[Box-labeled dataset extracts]
────────

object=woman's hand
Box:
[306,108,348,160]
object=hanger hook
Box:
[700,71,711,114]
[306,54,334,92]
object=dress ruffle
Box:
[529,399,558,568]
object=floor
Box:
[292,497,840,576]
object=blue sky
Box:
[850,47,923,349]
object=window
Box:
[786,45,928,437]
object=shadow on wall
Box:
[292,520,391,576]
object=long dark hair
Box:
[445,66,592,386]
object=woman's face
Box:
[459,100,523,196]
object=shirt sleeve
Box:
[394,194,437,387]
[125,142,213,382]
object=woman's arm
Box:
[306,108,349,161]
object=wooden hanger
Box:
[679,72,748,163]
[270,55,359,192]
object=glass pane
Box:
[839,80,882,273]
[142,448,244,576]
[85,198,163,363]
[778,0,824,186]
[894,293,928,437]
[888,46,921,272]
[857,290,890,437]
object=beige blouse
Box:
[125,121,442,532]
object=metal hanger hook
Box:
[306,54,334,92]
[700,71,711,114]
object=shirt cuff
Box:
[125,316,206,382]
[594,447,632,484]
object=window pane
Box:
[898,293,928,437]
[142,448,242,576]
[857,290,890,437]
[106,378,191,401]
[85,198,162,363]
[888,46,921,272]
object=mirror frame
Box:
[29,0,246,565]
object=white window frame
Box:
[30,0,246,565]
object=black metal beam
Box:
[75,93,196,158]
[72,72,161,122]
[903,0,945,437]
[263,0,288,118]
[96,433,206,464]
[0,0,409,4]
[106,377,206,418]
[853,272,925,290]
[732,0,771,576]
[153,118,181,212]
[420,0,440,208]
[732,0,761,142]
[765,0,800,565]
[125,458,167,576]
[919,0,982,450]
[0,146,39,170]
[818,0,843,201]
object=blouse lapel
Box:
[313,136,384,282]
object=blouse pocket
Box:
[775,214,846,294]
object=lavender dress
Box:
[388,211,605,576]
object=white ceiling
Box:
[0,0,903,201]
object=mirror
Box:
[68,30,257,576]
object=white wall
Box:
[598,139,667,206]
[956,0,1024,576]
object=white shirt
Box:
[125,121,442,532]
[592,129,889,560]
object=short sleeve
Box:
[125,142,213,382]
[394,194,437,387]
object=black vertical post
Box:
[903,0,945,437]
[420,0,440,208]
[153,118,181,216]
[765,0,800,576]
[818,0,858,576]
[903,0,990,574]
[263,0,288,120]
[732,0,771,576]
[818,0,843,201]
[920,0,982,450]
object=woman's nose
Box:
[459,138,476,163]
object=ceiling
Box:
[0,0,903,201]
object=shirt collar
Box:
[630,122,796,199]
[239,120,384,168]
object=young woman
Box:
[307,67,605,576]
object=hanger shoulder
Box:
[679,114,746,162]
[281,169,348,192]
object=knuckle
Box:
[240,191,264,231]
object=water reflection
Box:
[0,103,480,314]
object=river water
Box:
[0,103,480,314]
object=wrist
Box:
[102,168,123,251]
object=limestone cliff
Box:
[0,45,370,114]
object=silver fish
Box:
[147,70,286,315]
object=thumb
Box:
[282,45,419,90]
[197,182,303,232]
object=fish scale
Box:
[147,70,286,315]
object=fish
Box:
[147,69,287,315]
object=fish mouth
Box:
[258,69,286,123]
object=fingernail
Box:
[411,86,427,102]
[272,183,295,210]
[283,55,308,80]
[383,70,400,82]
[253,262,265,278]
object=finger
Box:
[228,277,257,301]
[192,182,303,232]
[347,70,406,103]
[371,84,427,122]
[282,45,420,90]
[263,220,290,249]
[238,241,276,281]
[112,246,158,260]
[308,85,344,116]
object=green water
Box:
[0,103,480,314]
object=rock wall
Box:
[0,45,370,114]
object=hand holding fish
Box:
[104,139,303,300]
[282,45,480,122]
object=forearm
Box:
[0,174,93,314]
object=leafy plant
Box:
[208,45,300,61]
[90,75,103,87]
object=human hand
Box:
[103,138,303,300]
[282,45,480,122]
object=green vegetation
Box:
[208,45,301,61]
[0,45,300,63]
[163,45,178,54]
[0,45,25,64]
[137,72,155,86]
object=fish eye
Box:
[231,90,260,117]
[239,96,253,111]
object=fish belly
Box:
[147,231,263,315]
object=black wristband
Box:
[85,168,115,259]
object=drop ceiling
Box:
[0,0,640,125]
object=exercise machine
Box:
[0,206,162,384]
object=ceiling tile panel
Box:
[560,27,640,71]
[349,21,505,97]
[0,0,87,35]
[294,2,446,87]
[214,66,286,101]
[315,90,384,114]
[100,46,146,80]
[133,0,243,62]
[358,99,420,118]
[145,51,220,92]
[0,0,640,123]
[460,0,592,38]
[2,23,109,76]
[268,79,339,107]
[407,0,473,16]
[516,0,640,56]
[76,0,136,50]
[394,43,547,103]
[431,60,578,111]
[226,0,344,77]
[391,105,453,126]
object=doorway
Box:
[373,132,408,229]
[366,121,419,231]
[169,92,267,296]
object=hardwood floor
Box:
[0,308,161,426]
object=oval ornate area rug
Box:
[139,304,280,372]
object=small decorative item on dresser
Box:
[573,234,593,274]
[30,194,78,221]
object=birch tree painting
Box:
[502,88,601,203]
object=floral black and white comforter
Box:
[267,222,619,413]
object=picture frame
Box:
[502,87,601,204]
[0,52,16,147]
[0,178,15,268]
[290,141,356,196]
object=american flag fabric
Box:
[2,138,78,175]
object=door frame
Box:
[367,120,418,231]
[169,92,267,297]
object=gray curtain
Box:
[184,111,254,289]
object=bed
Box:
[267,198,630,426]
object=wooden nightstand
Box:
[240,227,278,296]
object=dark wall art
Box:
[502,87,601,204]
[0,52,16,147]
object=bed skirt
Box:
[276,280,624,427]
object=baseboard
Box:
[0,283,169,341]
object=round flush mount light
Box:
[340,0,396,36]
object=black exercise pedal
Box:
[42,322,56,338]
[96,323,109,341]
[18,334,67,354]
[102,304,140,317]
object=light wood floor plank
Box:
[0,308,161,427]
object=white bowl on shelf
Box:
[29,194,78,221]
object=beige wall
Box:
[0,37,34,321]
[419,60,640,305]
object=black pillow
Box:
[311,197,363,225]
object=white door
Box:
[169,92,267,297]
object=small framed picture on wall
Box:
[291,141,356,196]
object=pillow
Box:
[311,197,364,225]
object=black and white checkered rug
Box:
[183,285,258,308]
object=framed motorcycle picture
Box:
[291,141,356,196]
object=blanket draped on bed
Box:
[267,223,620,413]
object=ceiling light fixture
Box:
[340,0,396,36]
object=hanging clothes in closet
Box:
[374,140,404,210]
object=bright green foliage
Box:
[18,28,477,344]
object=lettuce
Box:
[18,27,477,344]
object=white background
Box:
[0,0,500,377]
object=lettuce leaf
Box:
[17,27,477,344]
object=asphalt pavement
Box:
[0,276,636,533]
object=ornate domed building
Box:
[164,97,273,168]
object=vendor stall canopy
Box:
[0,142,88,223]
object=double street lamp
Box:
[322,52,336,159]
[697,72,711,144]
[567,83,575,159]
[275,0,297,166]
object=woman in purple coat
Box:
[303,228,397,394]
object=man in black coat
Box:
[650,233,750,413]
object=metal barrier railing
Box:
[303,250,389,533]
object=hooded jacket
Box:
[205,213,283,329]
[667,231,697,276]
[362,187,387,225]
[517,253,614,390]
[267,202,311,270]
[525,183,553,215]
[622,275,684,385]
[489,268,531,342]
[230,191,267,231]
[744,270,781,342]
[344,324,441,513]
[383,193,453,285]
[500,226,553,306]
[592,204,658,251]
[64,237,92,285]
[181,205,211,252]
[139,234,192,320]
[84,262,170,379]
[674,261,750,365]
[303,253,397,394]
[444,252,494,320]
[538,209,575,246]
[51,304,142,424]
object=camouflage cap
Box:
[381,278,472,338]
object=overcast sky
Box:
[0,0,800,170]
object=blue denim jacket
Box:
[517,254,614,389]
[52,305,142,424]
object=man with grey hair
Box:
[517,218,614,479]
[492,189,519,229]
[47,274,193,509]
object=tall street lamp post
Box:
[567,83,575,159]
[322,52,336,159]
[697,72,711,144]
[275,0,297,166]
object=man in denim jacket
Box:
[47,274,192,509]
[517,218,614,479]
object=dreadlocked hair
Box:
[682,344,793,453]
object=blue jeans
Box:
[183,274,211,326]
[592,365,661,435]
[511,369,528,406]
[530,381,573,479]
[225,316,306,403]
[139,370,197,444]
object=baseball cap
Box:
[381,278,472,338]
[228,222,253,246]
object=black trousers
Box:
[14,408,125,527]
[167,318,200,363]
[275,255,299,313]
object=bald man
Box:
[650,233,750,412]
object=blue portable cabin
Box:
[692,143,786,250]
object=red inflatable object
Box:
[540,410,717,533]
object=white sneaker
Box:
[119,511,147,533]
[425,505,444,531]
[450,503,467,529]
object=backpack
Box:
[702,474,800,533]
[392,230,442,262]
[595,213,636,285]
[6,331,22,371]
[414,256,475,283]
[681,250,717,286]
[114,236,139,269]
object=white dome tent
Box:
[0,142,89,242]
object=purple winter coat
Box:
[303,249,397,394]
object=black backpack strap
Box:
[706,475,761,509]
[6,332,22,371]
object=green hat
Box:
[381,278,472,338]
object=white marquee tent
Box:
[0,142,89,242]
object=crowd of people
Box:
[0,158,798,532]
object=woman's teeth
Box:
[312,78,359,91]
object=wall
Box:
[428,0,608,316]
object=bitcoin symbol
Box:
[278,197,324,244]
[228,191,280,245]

────────

# YOUR OBJECTIVE
Return verbatim the run of lines that opens with the line containing "object=window pane" and closes with the line containing "[30,0,246,565]", both of those lines included.

# SOLUTION TO THIS EXERCISE
object=window pane
Box:
[898,293,928,437]
[142,448,242,576]
[857,290,890,437]
[106,378,191,401]
[85,198,162,363]
[888,46,921,272]
object=mirror frame
Box:
[29,0,246,565]
object=white window frame
Box:
[30,0,246,565]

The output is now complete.